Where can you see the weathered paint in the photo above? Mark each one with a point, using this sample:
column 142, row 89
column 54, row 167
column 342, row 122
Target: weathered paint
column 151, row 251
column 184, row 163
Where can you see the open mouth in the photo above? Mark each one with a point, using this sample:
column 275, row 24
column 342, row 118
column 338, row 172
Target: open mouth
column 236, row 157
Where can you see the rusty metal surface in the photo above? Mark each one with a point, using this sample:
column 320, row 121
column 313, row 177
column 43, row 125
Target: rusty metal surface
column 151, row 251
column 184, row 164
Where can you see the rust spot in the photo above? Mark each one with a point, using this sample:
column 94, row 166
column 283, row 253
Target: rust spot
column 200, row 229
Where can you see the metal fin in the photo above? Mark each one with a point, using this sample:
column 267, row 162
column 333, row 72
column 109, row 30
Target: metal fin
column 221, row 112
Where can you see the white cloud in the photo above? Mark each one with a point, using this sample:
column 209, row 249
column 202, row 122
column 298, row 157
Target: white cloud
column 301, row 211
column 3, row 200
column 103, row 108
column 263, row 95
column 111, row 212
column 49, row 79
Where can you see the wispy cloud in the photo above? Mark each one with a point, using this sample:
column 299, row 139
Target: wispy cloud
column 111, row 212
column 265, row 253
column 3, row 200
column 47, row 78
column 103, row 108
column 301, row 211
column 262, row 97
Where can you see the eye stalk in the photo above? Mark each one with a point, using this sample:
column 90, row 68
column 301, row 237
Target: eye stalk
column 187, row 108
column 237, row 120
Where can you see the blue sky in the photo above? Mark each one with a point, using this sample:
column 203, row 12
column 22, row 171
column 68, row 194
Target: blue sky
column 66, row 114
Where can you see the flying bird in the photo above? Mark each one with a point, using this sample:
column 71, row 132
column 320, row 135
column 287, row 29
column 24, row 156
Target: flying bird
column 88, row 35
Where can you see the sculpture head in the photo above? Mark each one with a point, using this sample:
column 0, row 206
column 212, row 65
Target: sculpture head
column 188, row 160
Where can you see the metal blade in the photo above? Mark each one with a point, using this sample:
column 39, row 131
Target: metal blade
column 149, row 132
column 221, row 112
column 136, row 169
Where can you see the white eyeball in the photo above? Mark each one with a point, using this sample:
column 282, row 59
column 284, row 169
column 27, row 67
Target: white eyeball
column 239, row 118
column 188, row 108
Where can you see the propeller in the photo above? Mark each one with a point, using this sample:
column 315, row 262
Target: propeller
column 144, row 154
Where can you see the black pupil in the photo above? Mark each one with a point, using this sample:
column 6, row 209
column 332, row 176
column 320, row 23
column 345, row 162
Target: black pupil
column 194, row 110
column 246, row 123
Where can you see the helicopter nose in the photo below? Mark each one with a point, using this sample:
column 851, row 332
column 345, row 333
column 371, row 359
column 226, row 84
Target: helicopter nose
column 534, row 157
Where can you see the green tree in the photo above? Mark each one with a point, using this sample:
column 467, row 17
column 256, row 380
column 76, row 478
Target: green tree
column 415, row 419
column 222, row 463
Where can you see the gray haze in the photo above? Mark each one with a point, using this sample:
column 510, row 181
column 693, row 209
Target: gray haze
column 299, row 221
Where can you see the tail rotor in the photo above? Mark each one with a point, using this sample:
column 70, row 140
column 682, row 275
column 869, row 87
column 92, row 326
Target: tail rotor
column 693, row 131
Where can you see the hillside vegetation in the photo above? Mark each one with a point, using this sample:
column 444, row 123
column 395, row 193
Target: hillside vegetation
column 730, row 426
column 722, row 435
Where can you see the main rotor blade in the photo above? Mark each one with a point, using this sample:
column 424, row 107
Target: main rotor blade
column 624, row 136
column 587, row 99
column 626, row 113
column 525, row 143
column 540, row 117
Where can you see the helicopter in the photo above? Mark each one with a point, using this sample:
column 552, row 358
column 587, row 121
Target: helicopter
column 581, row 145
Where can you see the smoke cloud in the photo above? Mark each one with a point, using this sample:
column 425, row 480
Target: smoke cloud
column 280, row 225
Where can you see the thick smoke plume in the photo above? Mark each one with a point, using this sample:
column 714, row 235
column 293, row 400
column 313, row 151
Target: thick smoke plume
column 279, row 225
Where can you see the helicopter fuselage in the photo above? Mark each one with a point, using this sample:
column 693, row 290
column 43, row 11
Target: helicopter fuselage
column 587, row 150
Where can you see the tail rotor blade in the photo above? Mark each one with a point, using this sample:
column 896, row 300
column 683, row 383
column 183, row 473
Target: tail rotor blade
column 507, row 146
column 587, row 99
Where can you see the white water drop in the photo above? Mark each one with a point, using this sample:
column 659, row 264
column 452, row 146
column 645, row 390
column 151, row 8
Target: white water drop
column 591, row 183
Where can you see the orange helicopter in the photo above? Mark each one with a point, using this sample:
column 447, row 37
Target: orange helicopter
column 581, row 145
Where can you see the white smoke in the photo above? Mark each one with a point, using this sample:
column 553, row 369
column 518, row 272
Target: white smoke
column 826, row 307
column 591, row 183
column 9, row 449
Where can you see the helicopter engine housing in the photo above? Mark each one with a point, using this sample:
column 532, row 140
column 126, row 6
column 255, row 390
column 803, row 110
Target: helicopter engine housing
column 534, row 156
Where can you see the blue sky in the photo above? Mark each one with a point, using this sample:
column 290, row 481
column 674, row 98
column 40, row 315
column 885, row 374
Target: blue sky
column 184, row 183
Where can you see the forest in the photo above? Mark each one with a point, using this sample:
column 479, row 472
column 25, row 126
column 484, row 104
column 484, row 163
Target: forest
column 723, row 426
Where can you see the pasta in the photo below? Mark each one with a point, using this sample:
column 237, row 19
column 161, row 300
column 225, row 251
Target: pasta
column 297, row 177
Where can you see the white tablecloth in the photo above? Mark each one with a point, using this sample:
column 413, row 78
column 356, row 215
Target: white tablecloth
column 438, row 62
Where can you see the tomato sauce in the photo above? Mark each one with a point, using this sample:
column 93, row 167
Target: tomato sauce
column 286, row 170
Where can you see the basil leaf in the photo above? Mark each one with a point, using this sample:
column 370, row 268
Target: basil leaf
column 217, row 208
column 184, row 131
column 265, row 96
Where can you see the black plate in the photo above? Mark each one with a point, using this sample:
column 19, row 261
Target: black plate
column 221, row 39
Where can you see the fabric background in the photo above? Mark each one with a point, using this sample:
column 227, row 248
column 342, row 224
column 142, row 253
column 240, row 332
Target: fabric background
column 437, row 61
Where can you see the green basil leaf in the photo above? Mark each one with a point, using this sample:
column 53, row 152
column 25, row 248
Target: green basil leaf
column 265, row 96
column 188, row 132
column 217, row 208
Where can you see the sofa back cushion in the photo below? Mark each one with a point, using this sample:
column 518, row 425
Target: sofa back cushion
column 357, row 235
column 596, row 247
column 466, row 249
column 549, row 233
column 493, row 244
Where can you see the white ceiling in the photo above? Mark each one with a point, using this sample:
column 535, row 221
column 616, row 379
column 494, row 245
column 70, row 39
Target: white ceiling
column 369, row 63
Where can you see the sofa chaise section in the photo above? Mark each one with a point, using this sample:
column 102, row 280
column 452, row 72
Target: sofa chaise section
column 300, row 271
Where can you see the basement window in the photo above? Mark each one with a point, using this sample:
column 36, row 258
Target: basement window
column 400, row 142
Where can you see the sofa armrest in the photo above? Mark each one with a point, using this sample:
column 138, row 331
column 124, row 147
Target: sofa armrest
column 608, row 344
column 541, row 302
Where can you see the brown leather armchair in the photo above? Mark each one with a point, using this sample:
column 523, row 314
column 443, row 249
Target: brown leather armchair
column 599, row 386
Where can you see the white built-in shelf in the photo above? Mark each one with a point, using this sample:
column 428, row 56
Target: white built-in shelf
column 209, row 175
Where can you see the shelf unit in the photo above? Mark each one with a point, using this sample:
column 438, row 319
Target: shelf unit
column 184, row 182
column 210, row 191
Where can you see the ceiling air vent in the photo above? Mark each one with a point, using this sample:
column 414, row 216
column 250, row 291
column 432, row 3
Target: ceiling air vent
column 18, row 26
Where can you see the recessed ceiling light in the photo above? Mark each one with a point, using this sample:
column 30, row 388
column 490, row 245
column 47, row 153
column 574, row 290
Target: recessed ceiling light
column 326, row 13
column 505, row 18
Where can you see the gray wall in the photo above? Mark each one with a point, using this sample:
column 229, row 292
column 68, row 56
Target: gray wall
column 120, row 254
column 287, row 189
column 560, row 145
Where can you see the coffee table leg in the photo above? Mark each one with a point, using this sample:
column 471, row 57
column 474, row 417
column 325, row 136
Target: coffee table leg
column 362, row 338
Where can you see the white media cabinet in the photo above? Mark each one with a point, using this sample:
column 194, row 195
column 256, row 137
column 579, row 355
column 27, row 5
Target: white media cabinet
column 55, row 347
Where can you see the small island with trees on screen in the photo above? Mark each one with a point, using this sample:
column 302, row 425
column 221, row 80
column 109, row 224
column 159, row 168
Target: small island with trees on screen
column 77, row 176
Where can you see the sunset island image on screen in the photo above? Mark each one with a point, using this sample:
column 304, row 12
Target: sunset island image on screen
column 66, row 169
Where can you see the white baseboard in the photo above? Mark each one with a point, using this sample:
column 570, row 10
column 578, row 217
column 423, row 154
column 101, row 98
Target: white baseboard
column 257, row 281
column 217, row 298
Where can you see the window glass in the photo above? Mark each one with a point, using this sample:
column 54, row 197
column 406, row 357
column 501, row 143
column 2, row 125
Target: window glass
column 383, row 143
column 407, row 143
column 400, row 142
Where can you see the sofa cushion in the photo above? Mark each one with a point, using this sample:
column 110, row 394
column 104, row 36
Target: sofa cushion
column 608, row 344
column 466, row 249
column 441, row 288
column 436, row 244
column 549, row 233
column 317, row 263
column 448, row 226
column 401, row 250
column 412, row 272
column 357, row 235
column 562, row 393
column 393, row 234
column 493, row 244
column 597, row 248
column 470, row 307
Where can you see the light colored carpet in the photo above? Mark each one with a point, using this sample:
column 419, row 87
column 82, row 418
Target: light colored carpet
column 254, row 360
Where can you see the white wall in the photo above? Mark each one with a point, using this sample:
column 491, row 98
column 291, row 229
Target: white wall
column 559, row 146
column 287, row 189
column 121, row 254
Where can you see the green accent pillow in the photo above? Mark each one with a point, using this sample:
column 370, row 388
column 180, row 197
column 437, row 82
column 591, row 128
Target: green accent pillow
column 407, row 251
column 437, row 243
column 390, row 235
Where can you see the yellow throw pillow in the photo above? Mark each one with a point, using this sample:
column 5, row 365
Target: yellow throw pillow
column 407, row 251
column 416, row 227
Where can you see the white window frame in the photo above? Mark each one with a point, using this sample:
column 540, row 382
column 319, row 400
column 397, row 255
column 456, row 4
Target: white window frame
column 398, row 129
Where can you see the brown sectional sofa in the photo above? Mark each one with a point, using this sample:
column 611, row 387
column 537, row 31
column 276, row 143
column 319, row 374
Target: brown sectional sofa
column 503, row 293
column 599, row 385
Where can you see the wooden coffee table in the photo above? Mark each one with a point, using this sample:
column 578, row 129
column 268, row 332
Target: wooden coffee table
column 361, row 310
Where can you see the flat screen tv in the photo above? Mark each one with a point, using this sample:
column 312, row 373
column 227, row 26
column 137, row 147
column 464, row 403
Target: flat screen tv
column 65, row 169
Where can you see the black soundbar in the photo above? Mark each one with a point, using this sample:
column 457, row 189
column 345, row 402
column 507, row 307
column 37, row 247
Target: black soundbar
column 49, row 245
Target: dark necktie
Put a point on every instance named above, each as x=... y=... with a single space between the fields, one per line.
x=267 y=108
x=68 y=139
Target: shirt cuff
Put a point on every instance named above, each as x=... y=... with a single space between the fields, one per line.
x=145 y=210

# # #

**Description of the task**
Copy the records from the line that contains "Where can you see the white baseboard" through the line that contains "column 398, row 129" word for word, including both of those lines.

**Answer**
Where can you see the white baseboard in the photo above? Mark each one with a point, using this sample:
column 570, row 10
column 578, row 217
column 423, row 154
column 101, row 98
Target: white baseboard
column 257, row 281
column 217, row 298
Where can you see the window glass in the photo above? Mark each one with a point, using this sample:
column 54, row 197
column 406, row 357
column 501, row 143
column 2, row 125
Target: window glass
column 383, row 143
column 407, row 143
column 400, row 142
Where can you see the sofa cushion in the photo above? Mark each one with a point, using this sample:
column 110, row 394
column 104, row 36
Target: sofa cushion
column 608, row 344
column 466, row 249
column 441, row 288
column 436, row 244
column 549, row 233
column 317, row 263
column 448, row 226
column 401, row 250
column 412, row 272
column 357, row 235
column 562, row 393
column 393, row 234
column 493, row 244
column 597, row 248
column 470, row 307
Where can you see the light colored carpet in the photo above? Mark each one with a point, using this sample:
column 419, row 87
column 82, row 418
Target: light colored carpet
column 254, row 360
Where can you see the white wall in the photo above? Mark each one with a point, using this sample:
column 491, row 98
column 291, row 229
Target: white wall
column 559, row 146
column 287, row 189
column 121, row 254
Where can you see the green accent pillow in the photo above? Mark each one with a point, using this sample:
column 370, row 388
column 180, row 197
column 437, row 82
column 591, row 128
Target: green accent pillow
column 407, row 251
column 437, row 243
column 390, row 235
Where can you see the yellow throw pillow in the photo above? Mark each one with a point, using this sample:
column 5, row 365
Target: yellow throw pillow
column 407, row 251
column 416, row 227
Where can you see the white window frame in the photo above? Mark each one with a point, using this sample:
column 540, row 382
column 319, row 400
column 397, row 255
column 456, row 4
Target: white window frame
column 398, row 129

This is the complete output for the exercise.